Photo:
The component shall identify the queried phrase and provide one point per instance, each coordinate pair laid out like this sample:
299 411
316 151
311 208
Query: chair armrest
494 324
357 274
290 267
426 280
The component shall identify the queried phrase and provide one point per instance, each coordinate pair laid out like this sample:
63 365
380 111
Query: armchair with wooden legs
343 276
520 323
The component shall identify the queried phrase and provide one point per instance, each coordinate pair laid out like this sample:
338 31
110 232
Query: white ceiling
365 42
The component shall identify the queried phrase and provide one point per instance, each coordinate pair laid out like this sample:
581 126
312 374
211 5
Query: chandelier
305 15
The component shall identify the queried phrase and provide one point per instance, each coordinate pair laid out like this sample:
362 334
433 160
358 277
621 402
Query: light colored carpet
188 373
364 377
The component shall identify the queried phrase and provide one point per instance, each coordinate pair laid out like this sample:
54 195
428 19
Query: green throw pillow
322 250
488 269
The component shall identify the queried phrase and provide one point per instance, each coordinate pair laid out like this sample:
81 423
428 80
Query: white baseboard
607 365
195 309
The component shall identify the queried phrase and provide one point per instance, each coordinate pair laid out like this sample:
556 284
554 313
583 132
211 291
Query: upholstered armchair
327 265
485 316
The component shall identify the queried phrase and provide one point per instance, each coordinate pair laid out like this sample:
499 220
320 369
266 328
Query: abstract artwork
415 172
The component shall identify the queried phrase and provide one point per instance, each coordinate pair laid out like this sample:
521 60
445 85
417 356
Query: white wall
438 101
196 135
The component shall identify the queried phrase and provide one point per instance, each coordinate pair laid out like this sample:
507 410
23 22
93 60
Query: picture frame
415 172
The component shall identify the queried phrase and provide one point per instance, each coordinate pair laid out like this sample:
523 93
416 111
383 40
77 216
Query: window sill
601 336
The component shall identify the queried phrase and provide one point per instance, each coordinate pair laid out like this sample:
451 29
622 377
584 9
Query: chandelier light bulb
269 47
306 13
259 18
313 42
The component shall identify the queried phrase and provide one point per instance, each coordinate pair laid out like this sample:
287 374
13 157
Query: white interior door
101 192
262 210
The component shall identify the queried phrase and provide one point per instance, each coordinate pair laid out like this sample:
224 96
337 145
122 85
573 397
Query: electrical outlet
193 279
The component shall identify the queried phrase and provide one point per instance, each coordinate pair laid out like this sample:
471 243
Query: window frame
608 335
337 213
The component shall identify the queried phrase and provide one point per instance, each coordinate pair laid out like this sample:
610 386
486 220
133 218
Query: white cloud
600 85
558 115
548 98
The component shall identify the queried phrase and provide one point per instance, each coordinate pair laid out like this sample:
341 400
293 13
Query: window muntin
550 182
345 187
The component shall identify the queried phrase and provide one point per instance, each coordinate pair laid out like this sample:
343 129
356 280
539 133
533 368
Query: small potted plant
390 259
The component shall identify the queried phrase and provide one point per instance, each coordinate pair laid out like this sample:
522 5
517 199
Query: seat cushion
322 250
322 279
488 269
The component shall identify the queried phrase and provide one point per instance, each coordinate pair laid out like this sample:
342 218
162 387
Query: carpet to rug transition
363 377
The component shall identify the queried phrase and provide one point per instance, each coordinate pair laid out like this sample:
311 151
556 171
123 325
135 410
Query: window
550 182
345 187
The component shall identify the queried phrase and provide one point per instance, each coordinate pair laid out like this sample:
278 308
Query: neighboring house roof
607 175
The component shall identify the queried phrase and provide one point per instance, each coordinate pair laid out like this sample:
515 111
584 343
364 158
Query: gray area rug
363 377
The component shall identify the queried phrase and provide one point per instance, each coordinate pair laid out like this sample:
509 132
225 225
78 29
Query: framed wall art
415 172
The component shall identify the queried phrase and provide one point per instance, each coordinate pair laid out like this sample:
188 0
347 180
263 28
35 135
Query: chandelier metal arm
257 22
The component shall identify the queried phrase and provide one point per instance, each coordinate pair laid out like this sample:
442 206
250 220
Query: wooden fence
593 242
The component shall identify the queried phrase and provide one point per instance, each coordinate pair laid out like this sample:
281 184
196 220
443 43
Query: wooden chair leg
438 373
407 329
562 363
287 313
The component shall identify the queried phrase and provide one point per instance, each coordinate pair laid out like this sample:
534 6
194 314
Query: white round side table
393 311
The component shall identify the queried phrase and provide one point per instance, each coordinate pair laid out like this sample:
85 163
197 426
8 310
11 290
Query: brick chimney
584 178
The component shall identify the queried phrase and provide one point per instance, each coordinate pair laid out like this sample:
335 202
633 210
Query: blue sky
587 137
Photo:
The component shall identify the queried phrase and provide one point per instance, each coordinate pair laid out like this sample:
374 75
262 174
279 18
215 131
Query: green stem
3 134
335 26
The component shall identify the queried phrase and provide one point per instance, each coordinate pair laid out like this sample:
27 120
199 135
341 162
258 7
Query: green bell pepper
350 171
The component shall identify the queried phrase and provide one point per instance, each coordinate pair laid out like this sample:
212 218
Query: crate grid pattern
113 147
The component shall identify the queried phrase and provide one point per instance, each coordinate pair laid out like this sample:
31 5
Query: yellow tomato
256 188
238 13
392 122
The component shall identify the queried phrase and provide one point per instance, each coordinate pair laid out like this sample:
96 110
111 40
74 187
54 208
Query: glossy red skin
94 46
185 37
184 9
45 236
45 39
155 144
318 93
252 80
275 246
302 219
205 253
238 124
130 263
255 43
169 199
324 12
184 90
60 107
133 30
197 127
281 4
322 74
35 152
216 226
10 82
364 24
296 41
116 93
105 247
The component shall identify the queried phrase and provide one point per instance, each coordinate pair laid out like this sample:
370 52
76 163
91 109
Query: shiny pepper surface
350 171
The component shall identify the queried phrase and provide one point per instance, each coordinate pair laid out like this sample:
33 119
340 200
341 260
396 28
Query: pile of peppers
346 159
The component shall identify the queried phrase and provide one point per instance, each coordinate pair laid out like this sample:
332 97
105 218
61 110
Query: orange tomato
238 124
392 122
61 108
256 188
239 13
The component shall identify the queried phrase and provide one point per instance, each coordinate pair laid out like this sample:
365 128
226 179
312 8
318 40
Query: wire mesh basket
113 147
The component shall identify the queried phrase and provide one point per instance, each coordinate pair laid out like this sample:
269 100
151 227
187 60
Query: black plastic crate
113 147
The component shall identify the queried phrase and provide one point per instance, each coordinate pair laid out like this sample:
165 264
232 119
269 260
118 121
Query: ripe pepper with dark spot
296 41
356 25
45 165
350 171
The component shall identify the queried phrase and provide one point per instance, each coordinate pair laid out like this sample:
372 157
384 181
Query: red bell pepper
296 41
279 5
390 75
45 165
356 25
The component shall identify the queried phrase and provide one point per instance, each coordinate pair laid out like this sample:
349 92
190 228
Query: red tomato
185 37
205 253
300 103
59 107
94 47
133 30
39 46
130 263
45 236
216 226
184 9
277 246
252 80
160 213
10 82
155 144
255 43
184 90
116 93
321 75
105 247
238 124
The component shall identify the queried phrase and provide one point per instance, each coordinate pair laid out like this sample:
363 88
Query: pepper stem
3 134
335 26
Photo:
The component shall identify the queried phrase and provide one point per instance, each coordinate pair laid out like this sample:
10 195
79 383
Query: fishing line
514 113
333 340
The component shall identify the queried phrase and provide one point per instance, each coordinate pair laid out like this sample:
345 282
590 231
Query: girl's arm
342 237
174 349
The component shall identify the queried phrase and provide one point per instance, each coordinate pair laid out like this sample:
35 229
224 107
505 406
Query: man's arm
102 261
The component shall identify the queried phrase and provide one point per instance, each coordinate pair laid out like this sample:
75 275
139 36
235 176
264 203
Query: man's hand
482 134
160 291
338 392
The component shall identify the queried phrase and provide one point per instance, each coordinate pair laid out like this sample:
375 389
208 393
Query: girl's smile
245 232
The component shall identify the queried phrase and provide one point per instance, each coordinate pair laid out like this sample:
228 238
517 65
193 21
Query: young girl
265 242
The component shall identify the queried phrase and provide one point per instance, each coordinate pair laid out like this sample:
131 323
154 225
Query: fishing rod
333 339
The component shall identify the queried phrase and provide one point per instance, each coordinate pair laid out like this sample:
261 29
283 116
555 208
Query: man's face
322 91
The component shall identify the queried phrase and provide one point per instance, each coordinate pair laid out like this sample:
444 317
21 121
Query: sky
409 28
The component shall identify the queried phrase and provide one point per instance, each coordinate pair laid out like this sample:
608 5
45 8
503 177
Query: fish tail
○ ○ ○ ○ ○ ○ ○
Identify every line in the records above that contains the word "carpet", and copy each of those lines in full; case counts.

## COMPLETE OUTPUT:
Query: light colored carpet
Query: carpet to rug transition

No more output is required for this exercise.